-------- STORED ROWS --------
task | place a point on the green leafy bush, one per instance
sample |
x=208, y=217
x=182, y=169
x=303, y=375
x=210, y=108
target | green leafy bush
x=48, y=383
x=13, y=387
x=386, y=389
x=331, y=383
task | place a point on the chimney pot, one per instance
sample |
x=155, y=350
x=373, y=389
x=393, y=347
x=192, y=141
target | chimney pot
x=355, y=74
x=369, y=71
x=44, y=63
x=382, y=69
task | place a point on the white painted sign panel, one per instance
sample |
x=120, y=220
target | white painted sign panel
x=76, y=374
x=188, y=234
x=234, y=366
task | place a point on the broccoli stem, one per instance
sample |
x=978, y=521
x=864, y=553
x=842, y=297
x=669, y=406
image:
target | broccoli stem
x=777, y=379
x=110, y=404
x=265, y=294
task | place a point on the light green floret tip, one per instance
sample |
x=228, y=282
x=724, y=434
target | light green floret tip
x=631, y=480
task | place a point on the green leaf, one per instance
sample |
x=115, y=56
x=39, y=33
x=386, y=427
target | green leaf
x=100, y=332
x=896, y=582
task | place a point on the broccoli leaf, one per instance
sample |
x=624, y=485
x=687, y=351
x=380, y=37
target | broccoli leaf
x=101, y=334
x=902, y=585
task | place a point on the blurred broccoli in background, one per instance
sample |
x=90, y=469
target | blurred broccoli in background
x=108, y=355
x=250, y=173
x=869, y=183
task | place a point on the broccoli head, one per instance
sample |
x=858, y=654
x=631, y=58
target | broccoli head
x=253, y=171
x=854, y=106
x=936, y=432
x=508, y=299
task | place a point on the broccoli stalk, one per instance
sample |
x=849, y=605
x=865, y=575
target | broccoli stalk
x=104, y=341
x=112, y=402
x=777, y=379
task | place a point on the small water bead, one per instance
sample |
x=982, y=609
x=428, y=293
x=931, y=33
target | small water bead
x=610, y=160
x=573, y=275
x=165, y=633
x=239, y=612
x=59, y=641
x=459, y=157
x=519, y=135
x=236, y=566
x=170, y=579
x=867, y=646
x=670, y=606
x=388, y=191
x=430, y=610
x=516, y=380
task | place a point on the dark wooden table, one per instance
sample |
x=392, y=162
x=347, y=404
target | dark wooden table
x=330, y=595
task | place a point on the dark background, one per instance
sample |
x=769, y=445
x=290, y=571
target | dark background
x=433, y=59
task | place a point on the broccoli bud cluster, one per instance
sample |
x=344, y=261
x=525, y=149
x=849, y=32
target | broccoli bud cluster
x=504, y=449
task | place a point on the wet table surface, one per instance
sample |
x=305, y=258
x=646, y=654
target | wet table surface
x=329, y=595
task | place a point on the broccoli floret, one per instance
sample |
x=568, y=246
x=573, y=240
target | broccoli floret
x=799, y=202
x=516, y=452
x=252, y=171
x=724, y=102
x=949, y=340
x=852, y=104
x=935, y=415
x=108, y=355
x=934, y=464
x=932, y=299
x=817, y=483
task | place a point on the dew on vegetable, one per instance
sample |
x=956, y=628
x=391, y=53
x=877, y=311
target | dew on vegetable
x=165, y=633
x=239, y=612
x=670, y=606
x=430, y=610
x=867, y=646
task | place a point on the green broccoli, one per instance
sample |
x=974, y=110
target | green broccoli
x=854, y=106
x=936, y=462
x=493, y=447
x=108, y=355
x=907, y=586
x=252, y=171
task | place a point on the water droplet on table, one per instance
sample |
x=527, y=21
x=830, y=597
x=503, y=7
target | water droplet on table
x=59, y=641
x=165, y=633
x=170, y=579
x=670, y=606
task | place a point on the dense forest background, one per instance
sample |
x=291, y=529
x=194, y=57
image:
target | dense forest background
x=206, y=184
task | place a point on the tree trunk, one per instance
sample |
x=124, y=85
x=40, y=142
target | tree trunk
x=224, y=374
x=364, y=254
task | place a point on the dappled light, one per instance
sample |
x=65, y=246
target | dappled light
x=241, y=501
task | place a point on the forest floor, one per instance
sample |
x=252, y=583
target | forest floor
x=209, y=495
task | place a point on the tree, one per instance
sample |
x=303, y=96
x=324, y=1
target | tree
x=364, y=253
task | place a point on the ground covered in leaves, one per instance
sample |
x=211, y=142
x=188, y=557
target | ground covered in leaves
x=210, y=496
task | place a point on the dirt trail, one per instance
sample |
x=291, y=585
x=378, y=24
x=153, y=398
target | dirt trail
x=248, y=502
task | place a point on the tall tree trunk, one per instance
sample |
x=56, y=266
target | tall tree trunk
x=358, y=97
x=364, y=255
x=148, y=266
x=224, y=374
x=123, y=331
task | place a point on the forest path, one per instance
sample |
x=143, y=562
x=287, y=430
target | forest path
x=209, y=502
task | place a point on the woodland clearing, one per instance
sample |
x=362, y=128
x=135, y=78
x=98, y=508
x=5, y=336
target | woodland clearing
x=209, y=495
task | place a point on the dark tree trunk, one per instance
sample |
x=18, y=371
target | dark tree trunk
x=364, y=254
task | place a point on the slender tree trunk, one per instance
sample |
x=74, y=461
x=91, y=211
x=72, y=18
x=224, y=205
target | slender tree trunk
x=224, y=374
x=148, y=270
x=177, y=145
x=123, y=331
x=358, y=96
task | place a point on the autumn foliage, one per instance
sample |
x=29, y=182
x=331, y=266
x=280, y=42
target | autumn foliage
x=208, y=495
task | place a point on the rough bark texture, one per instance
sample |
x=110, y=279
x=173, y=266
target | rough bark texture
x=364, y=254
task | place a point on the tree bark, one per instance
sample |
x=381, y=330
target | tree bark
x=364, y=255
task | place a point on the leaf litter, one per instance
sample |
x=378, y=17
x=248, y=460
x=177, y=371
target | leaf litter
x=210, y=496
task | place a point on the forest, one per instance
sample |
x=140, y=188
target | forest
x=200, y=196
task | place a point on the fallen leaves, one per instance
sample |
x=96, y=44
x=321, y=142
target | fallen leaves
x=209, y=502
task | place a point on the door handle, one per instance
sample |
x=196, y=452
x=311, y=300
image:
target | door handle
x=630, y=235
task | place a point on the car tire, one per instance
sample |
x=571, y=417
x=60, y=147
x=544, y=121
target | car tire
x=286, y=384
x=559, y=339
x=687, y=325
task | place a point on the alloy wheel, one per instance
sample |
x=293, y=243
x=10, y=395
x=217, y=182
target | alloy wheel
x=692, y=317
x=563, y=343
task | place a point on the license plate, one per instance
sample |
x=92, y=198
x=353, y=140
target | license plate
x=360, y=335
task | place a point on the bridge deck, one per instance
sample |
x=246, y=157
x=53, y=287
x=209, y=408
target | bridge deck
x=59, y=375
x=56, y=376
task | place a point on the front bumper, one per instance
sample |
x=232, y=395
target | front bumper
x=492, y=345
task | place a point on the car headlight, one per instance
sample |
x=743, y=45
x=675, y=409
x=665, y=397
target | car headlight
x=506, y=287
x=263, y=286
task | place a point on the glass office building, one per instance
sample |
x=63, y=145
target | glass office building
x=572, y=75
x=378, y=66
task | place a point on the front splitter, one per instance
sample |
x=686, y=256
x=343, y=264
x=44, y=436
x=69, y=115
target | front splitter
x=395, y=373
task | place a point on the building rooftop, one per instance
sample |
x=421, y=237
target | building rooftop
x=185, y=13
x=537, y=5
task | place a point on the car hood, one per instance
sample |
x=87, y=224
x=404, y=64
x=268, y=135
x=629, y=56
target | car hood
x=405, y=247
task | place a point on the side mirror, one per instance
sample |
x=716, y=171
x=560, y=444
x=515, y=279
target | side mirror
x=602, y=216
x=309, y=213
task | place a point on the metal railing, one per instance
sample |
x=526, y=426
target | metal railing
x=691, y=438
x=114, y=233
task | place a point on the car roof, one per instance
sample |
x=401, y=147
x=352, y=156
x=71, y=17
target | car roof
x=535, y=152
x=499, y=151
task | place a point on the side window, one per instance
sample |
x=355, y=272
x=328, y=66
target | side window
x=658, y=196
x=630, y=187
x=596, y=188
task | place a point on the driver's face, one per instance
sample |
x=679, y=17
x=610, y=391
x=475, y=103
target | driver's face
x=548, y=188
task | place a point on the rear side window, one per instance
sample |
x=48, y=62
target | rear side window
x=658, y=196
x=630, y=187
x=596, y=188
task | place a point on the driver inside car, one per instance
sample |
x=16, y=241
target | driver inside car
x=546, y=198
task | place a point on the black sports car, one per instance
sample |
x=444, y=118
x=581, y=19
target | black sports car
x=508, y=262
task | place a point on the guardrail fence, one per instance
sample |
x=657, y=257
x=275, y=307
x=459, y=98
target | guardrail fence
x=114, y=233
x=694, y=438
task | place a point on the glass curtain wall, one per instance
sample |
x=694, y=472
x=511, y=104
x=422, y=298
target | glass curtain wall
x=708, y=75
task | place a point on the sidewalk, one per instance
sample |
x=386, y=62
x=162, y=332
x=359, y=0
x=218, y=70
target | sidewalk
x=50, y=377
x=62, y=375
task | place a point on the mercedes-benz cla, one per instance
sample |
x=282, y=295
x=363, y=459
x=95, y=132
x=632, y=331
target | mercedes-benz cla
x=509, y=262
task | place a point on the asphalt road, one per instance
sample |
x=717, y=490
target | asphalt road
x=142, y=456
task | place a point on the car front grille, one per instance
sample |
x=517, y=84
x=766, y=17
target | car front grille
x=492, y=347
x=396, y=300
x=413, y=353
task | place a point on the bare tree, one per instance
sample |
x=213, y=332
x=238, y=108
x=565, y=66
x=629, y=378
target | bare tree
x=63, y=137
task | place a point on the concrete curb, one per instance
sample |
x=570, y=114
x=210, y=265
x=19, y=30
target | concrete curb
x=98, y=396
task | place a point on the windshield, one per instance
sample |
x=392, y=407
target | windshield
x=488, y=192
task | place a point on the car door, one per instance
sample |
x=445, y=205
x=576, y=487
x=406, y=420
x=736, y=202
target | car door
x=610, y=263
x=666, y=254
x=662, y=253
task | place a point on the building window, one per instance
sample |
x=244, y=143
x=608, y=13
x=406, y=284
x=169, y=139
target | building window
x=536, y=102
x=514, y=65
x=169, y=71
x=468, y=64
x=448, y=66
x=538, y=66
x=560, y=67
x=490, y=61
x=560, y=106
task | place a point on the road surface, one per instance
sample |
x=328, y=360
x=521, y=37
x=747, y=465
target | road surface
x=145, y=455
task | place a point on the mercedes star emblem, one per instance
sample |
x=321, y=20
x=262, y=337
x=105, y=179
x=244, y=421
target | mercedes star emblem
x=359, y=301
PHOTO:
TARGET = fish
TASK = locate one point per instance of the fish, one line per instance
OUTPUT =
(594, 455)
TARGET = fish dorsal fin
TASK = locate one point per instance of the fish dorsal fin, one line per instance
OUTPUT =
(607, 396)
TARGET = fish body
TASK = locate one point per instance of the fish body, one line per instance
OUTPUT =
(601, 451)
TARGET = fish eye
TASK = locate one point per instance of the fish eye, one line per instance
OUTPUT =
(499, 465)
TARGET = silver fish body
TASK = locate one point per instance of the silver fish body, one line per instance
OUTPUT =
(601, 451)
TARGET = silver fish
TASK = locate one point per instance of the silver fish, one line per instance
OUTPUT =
--------
Rewrite everything in the records from the line containing "task | place a point on the car tire, one" down to the line containing "x=492, y=345", both lines included, as a numbered list, leaving out any blank lines.

1. task | place a point on the car tire, one per instance
2. sample |
3. x=571, y=417
4. x=60, y=147
5. x=544, y=121
6. target | car tire
7. x=286, y=384
8. x=559, y=339
9. x=687, y=325
10. task | place a point on the alloy wheel, one per instance
11. sample |
12. x=293, y=243
13. x=10, y=395
14. x=217, y=182
15. target | alloy wheel
16. x=692, y=317
17. x=563, y=343
18. task | place a point on the license plate, one per instance
19. sample |
20. x=92, y=198
21. x=353, y=140
22. target | license plate
23. x=360, y=335
24. task | place a point on the bridge deck, one per instance
25. sample |
26. x=246, y=157
27. x=53, y=287
28. x=209, y=408
29. target | bridge deck
30. x=59, y=375
31. x=56, y=376
32. task | place a point on the front bumper, one per instance
33. sample |
34. x=232, y=395
35. target | front bumper
36. x=492, y=345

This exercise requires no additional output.